◆ **Stated problem 1**: Transcribe the passage on the Bruce High Quality Foundation from "In addition to" to "all female artists.".
◆ **Stated problem 2**: Extend the piece about the Bruce High Quality Foundation by writing the next part that follows its last sentence.

◆ **Passage to read**:
What you have to do is create a character. Then the character
just does his best, and there’s your comedy. No begging.
The Bruce High Quality Foundation is a collective based in New York City that mixes irreverent humor, trenchant social critique, and art historical references in its work, and spans several mediums of production, including painting, sculpture, performance, and video. The group was formed in 2003 by --an undisclosed, and unknown number of-- alumni of Cooper Union, a prestigious school devoted to architecture, art, and engineering in downtown Manhattan, and its members, all of whom work under the "Bruce" moniker, and have remained anonymous.
Eschewing personal fame and glory, the group members take their name from the apocryphal story of a “social sculptor” named Bruce High Quality who allegedly died during 9/11. The Foundation’s self-imposed task, then, is to continue the type of work espoused by the late Bruce and honor his legacy. The group first garnered the attention of the art world following a 2005 project, The Gate: Not the Idea of the Thing but the Thing Itself, in which members embarked on a precarious-looking skiff carrying a model of one of Christo’s Central Park “Gates” and trailed behind Robert Smithson’s “Floating Island” around the isle of Manhattan -- a proper art-establishment staged even then organized by the Whitney. The Bruce's precarious skiff was serendipitously photographed by a New York Times journalist reviewing the Smithson event : this fortuitous event gave birth to The Bruce High Quality Foundation in the media. Their fame and public aura has not ceased to grow since.
The group has exhibited in the 2010 Whitney Biennial, Lever House, Bruno Bischofberger Gallery, and Brown University, and was the subject of a 2013 retrospective at the Brooklyn Museum of Art. According to Eugenie Tsai, the curator of their Brooklyn Museum exhibition, “BHQF [their acronym] are not institutional animals, yet they are very much embraced by the art world. They are simultaneously insiders and outsiders, which is quite an unusual position to be in.”
In addition to its own production, the group has mounted three “Brucennials,” parodies of the omnipresent institutional biennial mode. The Brucennials are “a celebration of, and catalyst for, an ever-widening community of artists” -- a metaphor for the ever-sprawling and exponential numbers of artists that are coming out of art schools every year around the globe, just like BHQF itself, once born out of a New York art school in 2003. The first Brucennial had an anything-goes approach, in which works by Basquiat and Cindy Sherman hung alongside a multitude of works by Cooper Union friends. The most recent (and purportedly final) Brucennial in 2014 featured the works of all female artists.

◆ **Supplied data**:
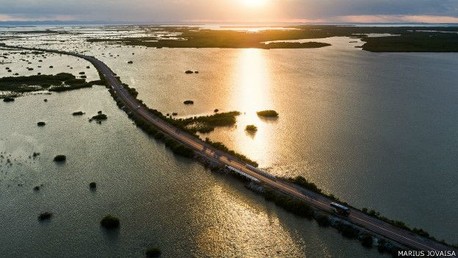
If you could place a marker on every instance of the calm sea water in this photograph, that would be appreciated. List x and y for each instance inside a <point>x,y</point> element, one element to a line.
<point>377,130</point>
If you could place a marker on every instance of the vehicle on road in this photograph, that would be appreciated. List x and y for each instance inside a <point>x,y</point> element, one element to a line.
<point>340,209</point>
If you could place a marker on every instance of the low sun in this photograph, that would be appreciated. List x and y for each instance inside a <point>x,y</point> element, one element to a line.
<point>254,3</point>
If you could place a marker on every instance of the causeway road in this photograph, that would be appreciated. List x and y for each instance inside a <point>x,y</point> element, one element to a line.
<point>315,200</point>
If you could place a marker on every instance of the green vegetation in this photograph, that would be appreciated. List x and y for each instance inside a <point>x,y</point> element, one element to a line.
<point>60,158</point>
<point>110,222</point>
<point>78,113</point>
<point>301,181</point>
<point>296,45</point>
<point>195,38</point>
<point>58,83</point>
<point>45,216</point>
<point>251,128</point>
<point>323,220</point>
<point>153,252</point>
<point>267,113</point>
<point>205,124</point>
<point>366,240</point>
<point>222,147</point>
<point>289,203</point>
<point>8,99</point>
<point>99,117</point>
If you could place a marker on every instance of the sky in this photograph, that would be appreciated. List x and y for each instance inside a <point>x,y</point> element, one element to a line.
<point>232,11</point>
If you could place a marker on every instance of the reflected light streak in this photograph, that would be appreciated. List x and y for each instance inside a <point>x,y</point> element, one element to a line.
<point>252,94</point>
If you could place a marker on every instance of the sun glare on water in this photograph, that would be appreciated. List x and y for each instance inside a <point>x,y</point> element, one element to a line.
<point>254,3</point>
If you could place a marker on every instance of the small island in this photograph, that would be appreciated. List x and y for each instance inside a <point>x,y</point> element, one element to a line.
<point>251,128</point>
<point>44,216</point>
<point>110,222</point>
<point>78,113</point>
<point>60,158</point>
<point>8,99</point>
<point>153,252</point>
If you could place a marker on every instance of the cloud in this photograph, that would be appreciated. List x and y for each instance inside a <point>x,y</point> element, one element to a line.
<point>225,10</point>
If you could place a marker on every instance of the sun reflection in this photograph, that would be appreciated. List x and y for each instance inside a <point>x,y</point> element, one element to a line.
<point>252,81</point>
<point>252,92</point>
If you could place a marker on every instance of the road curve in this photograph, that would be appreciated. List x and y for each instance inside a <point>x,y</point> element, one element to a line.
<point>315,200</point>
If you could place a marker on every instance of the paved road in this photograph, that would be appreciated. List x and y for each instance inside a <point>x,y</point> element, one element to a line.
<point>316,200</point>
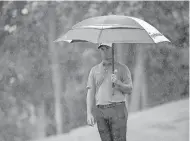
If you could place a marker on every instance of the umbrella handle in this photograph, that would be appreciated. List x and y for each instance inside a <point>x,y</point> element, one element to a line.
<point>113,62</point>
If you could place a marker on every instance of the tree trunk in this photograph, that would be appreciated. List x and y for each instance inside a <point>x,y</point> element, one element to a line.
<point>56,75</point>
<point>41,123</point>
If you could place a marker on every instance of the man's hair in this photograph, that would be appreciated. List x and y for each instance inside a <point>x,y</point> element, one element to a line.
<point>105,44</point>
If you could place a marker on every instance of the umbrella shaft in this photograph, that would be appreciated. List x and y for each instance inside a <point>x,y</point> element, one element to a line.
<point>113,62</point>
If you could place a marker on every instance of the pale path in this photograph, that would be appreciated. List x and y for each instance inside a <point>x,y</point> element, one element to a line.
<point>169,122</point>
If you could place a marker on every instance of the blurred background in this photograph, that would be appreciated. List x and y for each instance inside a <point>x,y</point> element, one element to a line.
<point>42,84</point>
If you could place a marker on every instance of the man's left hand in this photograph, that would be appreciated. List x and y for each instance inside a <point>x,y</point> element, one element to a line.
<point>115,80</point>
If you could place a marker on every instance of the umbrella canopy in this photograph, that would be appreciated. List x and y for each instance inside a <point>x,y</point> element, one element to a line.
<point>113,29</point>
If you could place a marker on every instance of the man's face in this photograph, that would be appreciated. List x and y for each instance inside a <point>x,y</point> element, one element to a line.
<point>106,52</point>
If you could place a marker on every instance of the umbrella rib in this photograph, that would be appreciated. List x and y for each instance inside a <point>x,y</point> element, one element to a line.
<point>100,34</point>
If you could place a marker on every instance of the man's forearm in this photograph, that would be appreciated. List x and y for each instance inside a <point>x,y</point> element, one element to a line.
<point>90,100</point>
<point>125,88</point>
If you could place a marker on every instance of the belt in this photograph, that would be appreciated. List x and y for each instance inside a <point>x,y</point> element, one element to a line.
<point>110,105</point>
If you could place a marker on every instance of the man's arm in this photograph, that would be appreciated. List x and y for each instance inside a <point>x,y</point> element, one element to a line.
<point>90,97</point>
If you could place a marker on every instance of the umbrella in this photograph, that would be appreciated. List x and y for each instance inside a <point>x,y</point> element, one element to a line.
<point>113,29</point>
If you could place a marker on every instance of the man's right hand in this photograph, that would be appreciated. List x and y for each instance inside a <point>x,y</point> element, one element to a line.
<point>90,119</point>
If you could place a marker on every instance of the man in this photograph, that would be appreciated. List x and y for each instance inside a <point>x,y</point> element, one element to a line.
<point>111,113</point>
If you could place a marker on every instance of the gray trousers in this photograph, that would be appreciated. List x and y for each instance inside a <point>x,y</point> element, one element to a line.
<point>112,122</point>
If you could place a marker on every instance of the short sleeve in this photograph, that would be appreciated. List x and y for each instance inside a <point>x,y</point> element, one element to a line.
<point>126,75</point>
<point>90,82</point>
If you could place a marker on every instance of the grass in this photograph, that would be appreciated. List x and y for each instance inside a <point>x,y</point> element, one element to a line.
<point>168,122</point>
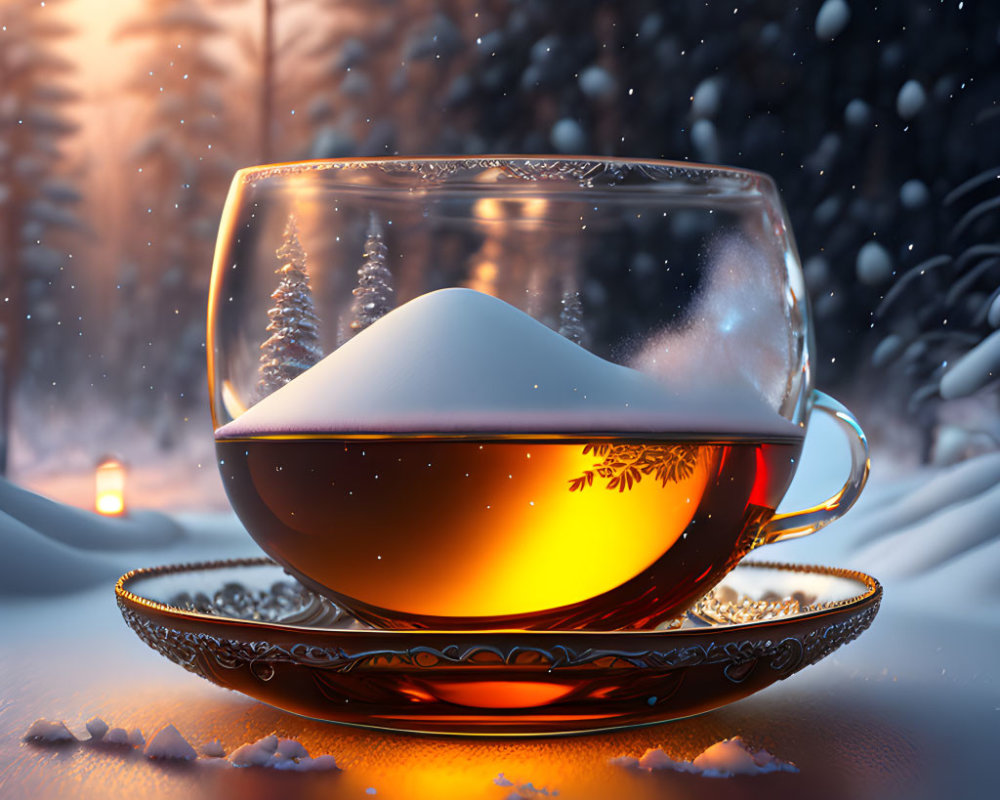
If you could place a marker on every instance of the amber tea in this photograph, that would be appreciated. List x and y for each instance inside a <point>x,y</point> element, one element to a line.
<point>531,532</point>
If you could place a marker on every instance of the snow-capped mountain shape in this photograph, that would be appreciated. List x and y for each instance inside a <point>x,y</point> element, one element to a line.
<point>457,360</point>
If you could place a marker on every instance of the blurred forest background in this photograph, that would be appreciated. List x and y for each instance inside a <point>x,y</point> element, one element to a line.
<point>121,124</point>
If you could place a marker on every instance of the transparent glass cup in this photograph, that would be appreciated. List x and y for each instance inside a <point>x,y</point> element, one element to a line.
<point>512,392</point>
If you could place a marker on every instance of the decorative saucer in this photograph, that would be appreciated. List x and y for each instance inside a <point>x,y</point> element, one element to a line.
<point>248,626</point>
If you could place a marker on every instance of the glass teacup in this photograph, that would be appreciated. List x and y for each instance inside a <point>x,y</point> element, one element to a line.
<point>512,392</point>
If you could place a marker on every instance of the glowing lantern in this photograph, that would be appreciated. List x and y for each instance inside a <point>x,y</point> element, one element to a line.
<point>109,478</point>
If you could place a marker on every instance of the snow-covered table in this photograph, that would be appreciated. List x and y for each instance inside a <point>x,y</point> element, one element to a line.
<point>912,709</point>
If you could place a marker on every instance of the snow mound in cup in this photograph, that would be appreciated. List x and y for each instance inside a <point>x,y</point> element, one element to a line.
<point>456,360</point>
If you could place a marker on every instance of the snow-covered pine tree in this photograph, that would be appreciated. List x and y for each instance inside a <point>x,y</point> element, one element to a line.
<point>374,296</point>
<point>36,193</point>
<point>181,166</point>
<point>293,345</point>
<point>571,318</point>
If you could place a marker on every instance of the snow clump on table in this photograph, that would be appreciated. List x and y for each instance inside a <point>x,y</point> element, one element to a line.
<point>48,731</point>
<point>723,759</point>
<point>168,744</point>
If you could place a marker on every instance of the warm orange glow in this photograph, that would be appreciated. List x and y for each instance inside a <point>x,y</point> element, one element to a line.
<point>109,479</point>
<point>502,694</point>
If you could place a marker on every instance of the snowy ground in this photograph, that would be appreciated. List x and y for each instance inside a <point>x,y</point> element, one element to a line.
<point>912,709</point>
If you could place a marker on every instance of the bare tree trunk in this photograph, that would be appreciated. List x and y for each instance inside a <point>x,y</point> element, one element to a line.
<point>11,323</point>
<point>267,82</point>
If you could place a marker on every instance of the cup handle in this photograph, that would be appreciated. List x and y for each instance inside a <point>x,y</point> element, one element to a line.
<point>801,523</point>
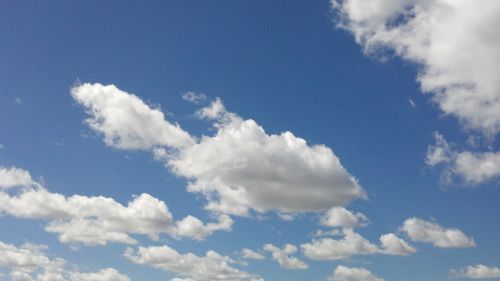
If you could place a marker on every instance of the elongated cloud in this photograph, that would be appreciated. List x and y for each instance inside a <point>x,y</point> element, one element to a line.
<point>29,262</point>
<point>344,273</point>
<point>15,177</point>
<point>473,168</point>
<point>341,217</point>
<point>239,169</point>
<point>99,220</point>
<point>352,244</point>
<point>125,121</point>
<point>211,267</point>
<point>331,249</point>
<point>428,232</point>
<point>456,43</point>
<point>479,271</point>
<point>242,168</point>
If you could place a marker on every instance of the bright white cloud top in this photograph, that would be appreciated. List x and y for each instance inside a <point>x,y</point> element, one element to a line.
<point>479,271</point>
<point>428,232</point>
<point>240,168</point>
<point>99,220</point>
<point>30,262</point>
<point>455,42</point>
<point>344,273</point>
<point>212,266</point>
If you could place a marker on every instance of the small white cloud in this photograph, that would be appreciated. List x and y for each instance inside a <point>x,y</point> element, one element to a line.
<point>283,258</point>
<point>332,249</point>
<point>393,245</point>
<point>30,262</point>
<point>341,217</point>
<point>194,97</point>
<point>249,254</point>
<point>479,271</point>
<point>428,232</point>
<point>474,168</point>
<point>343,273</point>
<point>12,177</point>
<point>189,266</point>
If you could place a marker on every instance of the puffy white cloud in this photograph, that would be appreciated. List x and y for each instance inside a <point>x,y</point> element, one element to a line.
<point>454,41</point>
<point>472,167</point>
<point>12,177</point>
<point>194,228</point>
<point>428,232</point>
<point>98,220</point>
<point>344,273</point>
<point>108,274</point>
<point>242,168</point>
<point>479,271</point>
<point>249,254</point>
<point>126,121</point>
<point>341,217</point>
<point>194,97</point>
<point>393,245</point>
<point>331,249</point>
<point>210,267</point>
<point>282,256</point>
<point>30,262</point>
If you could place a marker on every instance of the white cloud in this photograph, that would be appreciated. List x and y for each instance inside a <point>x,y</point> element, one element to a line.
<point>211,267</point>
<point>12,177</point>
<point>242,168</point>
<point>331,249</point>
<point>473,168</point>
<point>249,254</point>
<point>29,262</point>
<point>99,220</point>
<point>194,228</point>
<point>341,217</point>
<point>479,271</point>
<point>108,274</point>
<point>126,121</point>
<point>343,273</point>
<point>428,232</point>
<point>456,43</point>
<point>194,97</point>
<point>282,256</point>
<point>393,245</point>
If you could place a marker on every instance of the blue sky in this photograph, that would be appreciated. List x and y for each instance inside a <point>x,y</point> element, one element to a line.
<point>413,125</point>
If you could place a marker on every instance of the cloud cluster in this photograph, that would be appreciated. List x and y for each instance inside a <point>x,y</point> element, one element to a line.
<point>29,263</point>
<point>473,168</point>
<point>249,254</point>
<point>99,220</point>
<point>336,249</point>
<point>341,217</point>
<point>455,43</point>
<point>344,273</point>
<point>428,232</point>
<point>238,169</point>
<point>283,258</point>
<point>211,267</point>
<point>479,271</point>
<point>125,121</point>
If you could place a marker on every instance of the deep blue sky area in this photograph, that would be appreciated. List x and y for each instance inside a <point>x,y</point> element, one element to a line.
<point>283,64</point>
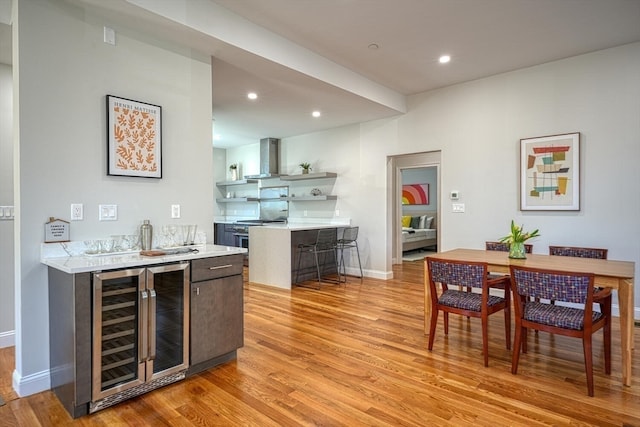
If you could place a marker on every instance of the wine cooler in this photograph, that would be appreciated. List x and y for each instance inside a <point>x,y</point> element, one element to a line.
<point>141,331</point>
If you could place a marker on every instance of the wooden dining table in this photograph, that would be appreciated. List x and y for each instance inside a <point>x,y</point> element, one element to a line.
<point>618,275</point>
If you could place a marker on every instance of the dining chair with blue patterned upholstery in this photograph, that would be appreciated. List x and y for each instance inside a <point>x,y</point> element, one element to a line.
<point>454,277</point>
<point>580,252</point>
<point>560,286</point>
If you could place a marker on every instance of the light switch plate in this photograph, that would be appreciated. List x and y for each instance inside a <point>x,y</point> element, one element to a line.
<point>457,207</point>
<point>175,211</point>
<point>77,212</point>
<point>107,212</point>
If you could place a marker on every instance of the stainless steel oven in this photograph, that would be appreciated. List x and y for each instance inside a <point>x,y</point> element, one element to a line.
<point>242,240</point>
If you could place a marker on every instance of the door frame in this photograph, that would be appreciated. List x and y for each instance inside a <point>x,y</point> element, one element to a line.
<point>396,164</point>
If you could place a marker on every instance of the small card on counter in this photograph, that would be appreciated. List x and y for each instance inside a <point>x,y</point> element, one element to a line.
<point>56,230</point>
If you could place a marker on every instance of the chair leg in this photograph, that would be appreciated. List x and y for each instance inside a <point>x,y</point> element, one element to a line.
<point>606,310</point>
<point>515,357</point>
<point>318,269</point>
<point>588,362</point>
<point>359,263</point>
<point>335,257</point>
<point>446,322</point>
<point>507,316</point>
<point>432,327</point>
<point>485,338</point>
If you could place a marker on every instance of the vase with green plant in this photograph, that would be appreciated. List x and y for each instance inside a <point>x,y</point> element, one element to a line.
<point>516,240</point>
<point>306,167</point>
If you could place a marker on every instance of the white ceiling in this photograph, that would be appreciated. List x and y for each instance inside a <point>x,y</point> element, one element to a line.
<point>300,55</point>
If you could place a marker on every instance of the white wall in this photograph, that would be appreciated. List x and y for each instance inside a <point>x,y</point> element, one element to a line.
<point>7,312</point>
<point>64,71</point>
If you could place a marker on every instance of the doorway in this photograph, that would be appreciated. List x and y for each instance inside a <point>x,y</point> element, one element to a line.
<point>409,164</point>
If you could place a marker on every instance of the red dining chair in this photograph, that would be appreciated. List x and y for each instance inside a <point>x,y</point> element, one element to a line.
<point>453,276</point>
<point>550,285</point>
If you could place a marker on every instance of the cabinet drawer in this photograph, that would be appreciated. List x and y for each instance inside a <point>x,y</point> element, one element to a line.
<point>214,267</point>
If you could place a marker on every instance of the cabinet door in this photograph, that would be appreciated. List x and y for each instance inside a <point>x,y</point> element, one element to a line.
<point>217,325</point>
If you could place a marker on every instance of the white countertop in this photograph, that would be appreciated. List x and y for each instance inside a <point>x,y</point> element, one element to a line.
<point>87,263</point>
<point>301,226</point>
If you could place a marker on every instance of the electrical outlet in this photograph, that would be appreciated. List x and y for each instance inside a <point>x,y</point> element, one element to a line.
<point>107,212</point>
<point>77,212</point>
<point>175,211</point>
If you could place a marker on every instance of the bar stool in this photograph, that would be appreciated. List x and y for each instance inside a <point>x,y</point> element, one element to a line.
<point>325,243</point>
<point>349,240</point>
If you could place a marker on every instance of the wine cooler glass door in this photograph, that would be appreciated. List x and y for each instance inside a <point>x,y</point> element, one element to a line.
<point>168,287</point>
<point>119,298</point>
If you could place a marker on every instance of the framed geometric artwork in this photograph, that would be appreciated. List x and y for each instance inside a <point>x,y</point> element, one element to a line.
<point>134,138</point>
<point>550,173</point>
<point>415,194</point>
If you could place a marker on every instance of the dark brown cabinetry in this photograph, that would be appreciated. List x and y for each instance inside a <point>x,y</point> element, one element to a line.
<point>217,325</point>
<point>214,316</point>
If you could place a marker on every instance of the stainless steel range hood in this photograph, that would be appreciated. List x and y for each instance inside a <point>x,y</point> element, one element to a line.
<point>269,159</point>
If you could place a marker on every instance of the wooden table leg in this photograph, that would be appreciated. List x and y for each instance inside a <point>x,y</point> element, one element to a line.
<point>427,300</point>
<point>625,303</point>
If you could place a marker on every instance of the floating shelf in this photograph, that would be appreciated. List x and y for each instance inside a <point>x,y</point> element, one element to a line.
<point>300,177</point>
<point>237,182</point>
<point>313,198</point>
<point>238,199</point>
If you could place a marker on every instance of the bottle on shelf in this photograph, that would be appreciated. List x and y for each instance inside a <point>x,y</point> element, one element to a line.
<point>146,235</point>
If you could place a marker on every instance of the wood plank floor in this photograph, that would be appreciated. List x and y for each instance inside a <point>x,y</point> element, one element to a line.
<point>356,355</point>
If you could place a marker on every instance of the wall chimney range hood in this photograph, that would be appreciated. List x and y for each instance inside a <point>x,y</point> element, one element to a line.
<point>269,159</point>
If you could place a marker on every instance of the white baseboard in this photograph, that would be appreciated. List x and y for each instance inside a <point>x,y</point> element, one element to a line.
<point>7,339</point>
<point>31,384</point>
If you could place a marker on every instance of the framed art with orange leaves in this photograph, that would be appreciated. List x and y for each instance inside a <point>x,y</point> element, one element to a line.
<point>134,138</point>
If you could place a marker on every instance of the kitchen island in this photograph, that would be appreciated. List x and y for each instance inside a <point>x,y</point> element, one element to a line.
<point>273,251</point>
<point>122,324</point>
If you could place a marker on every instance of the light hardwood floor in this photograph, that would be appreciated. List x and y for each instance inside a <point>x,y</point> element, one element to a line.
<point>356,355</point>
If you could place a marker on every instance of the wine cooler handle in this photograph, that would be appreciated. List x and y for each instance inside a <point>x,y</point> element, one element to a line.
<point>143,321</point>
<point>221,266</point>
<point>152,324</point>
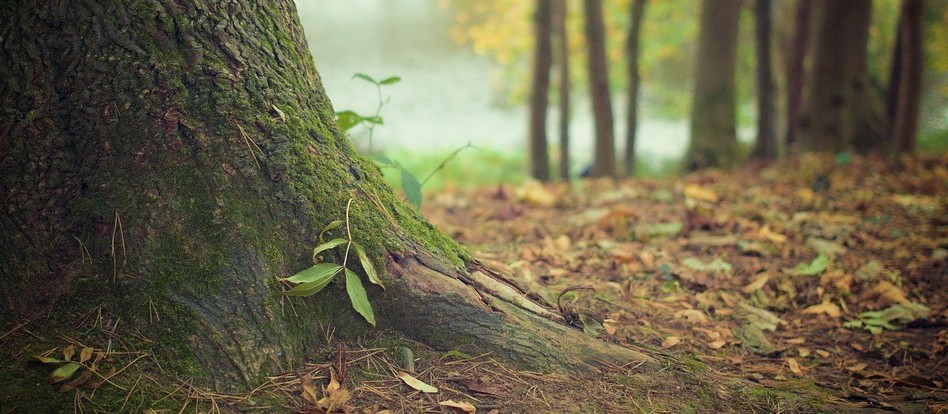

◆ **Exercise output 1**:
In addition to its own production, the group has mounted three “Brucennials,” parodies of the omnipresent institutional biennial mode. The Brucennials are “a celebration of, and catalyst for, an ever-widening community of artists” -- a metaphor for the ever-sprawling and exponential numbers of artists that are coming out of art schools every year around the globe, just like BHQF itself, once born out of a New York art school in 2003. The first Brucennial had an anything-goes approach, in which works by Basquiat and Cindy Sherman hung alongside a multitude of works by Cooper Union friends. The most recent (and purportedly final) Brucennial in 2014 featured the works of all female artists.

◆ **Exercise output 2**:
BHQF’s recent works have dealt with the Pantheon of the history of art: giants drawn from the art historical canon, including Velázquez, Manet, Gericault, Beuys, and Warhol -- and now, for their first appearance at Almine Rech Gallery in Brussels, none other than James Ensor.
One of their most ambitious projects to date took, not an artist, but a whole museum institution as its point of focus and target: The Bruce (the short name for the Bruce High Quality Foundation) have embarked on a vast scale project that consists in re-producing the 17,000 + figures forming the entire collection of the Metropolitan Museum’s Greco-Roman collection. However, the Bruce reproductions of these antique figures are made in Play-Doh. Many of the figures have a cigarette dangling from their lips, a signature-mark of Bruce himself -- an homage/caricature/reincarnation of the late Bruce. This vast, and enormously ambitious project epitomizes the paradoxical stance of the Bruce vis-à-vis art, its establishment, and its history : with its curious mix of deference and derision, homage and mockery, The Bruce High Quality Foundation appears to stand at a cross-road between Gustave Flaubert's Bouvard et Pécuchet and Buster Keaton. Bruce's insatiable appetite for art history echoes the two French characters' bound-to-fail, yet awe-inspiring, intents to map out human knowledge from A to Z, bringing the readers to laugh and cry at the same time.
The peculiar mix of seriousness and dry humor that is a defining feature of The Bruce also brings to mind Buster Keaton who also created his own character and endowed him with a life of his own (not dissimilar to the way Bruce, or his ghost): “The more seriously I took everything, and how serious life was in general, the better laughs I got.”
In Brussels, The Bruce have chosen as their source of inspiration, one of the early monuments of modern art in Belgium: James Ensor's Christ's Entry into Brussels, 1888 (now at the Getty Museum in Los Angeles).
James Ensor, Christ's Entry into Brussels, 1888 (J. Paul Getty Museum)
This modern allegory of society by Ensor offers a perfect fulcrum for The Bruce's ongoing artistic and imaginary quest. Here is how the J. Paul Getty Museum describes this crucial painting :
Ensor's society is a mob, threatening to trample the viewer--a crude, ugly, chaotic, dehumanized sea of masks, frauds, clowns, and caricatures. Public, historical, and allegorical figures along with the artist's family and friends made up the crowd. The haloed Christ at the center of the turbulence is in part a self-portrait: mostly ignored, a precarious, isolated visionary amidst the herdlike masses of modern society. Ensor's Christ functioned as a political spokesman for the poor and oppressed--a humble leader of the true religion, in opposition to the atheist social reformer Emile Littré, shown in bishop's garb holding a drum major's baton leading on the eager, mindless crowd.
The layers of similitudes and echoes between Ensor's Christ's Entry and The Bruce's own concerns are eerie: set between humor and tragedy, joke and prophecy, caricature and political satire; popularity and incomprehension. Ensor's work indeed offers a perfect point of 'entry' into The Bruce's own artistic personality.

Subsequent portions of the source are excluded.